## Begin Reading text
Last Thursday was “Arkansas Gives Day”: the General Assembly celebrated by approving a constitutional amendment that would allow the state to give even more taxpayer funding to corporations. Maybe next session the legislature will pass a bill to give tax breaks to brothels on National Abstinence Day! All the irony seemed to be lost on most legislators, as the constitutional amendment lifting a cap in the state budget on Super Project Obligation Bonds passed 70-22. Currently, that cap is set at $250 million. In a year and a half, Arkansas voters will get to decide if they want more of their tax dollars going to fund private business enterprises. Many legislators and lobbyists like to call this “public/private partnerships.” We here at The Arkansas Project call it “crony capitalism” and/or “corporate welfare.” So while you’re doing your taxes, remember that the Legislature wants to “give” more of your money to big business and corporations. In February, we touched on the dangerous folly of politicians and bureaucrats attempting to pick winners and losers — instead of just providing all Arkansans with the lowest tax rates and levels of regulation possible. From a John Locke Foundation study released in February that describes how Arkansas is 40th in freedom:

In the case of tax policy, most forms of state and local taxation have statistically significant and negative associations with economic growth. That is, the lower the tax, the better off the economy is, all other things being equal. The main exceptions are targeted tax incentives such as per-job tax credits and enterprise zones. States and localities that reduce their tax burdens in this selective fashion do not appear to experience net economic benefits. The April report also examined studies of state and local regulatory policies such as occupational licensing, permitting, zoning and housing codes, minimum wages, and emissions caps. In 68 percent of the 160 peer-reviewed studies on the subject, higher levels of regulation were associated with lower rates of economic growth.
## End Reading text
## Begin Data
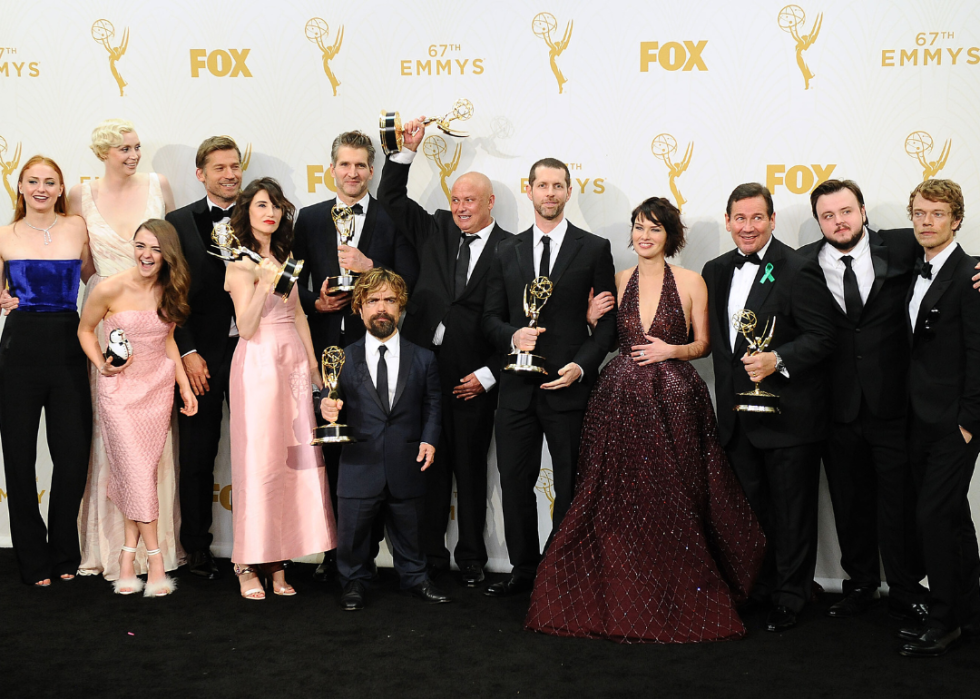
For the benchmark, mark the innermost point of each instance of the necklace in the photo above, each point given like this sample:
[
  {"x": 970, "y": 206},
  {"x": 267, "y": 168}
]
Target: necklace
[{"x": 46, "y": 231}]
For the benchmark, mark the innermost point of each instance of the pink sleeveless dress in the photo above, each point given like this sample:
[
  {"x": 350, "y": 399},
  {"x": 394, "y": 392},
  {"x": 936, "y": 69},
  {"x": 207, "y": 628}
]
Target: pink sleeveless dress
[
  {"x": 135, "y": 408},
  {"x": 280, "y": 502}
]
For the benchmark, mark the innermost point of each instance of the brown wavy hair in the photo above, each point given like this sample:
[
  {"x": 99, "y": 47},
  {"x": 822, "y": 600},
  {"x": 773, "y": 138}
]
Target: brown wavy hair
[
  {"x": 175, "y": 277},
  {"x": 282, "y": 239},
  {"x": 60, "y": 205}
]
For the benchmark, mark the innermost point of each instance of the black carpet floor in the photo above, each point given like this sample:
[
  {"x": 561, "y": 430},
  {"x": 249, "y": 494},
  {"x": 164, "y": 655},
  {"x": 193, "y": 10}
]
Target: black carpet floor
[{"x": 77, "y": 639}]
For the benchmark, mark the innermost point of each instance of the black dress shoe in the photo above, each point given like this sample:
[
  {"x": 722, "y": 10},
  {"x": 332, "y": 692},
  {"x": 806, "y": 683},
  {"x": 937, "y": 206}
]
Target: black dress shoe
[
  {"x": 511, "y": 586},
  {"x": 427, "y": 592},
  {"x": 912, "y": 612},
  {"x": 202, "y": 563},
  {"x": 857, "y": 601},
  {"x": 471, "y": 574},
  {"x": 353, "y": 597},
  {"x": 931, "y": 644},
  {"x": 781, "y": 619}
]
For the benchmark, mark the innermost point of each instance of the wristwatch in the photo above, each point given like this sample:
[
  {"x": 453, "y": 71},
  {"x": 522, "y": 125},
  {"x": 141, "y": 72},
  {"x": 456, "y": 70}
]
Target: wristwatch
[{"x": 780, "y": 365}]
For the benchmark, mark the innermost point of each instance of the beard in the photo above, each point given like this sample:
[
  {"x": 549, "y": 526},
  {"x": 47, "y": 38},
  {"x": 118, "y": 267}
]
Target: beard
[
  {"x": 850, "y": 242},
  {"x": 381, "y": 325}
]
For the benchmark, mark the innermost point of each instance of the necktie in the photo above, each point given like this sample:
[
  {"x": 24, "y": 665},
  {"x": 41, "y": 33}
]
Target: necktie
[
  {"x": 382, "y": 375},
  {"x": 217, "y": 213},
  {"x": 545, "y": 257},
  {"x": 740, "y": 260},
  {"x": 852, "y": 295},
  {"x": 463, "y": 263}
]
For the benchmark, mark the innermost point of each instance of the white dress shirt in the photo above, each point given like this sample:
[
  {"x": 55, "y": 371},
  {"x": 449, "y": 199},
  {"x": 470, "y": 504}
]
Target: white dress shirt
[
  {"x": 372, "y": 355},
  {"x": 741, "y": 286},
  {"x": 922, "y": 284},
  {"x": 833, "y": 269},
  {"x": 483, "y": 374}
]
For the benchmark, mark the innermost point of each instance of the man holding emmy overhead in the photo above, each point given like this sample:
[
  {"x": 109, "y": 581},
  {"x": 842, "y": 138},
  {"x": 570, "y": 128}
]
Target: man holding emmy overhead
[
  {"x": 776, "y": 456},
  {"x": 207, "y": 342},
  {"x": 455, "y": 249},
  {"x": 552, "y": 404},
  {"x": 943, "y": 330},
  {"x": 374, "y": 244},
  {"x": 868, "y": 273}
]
## End Data
- [Tasks and exercises]:
**1)** Print everything in the listing from the line containing "the man holding" down to the end of the listing, copying each line as it stands.
**2)** Continue the piece on Arkansas's Super Project Obligation Bonds amendment from the point where it stops.
The text and the listing have nothing to do with each other.

- [Responses in order]:
**1)**
For the benchmark, mark the innermost point of each instance of the man holding emmy overhead in the photo above, each point given like this sample:
[
  {"x": 109, "y": 581},
  {"x": 842, "y": 138},
  {"x": 570, "y": 128}
]
Target: man holding emmy overhead
[
  {"x": 776, "y": 456},
  {"x": 207, "y": 342},
  {"x": 455, "y": 249},
  {"x": 552, "y": 404},
  {"x": 943, "y": 330},
  {"x": 374, "y": 244},
  {"x": 868, "y": 273}
]

**2)**
Translation: broad-based tax and regulatory relief is much better for economic growth than tax credits and subsidies that only favor certain businesses and industries. In short, tax credits and taxpayer subsidies to corporations take revenues out of the state treasury. This lost revenue is then used to justify why Arkansas can’t have more across-the-board tax reductions for average Arkansans. Perhaps one lesson from all this is that taxpayers should hold onto their wallets whenever “Arkansas Gives Day” is celebrated during the legislative session.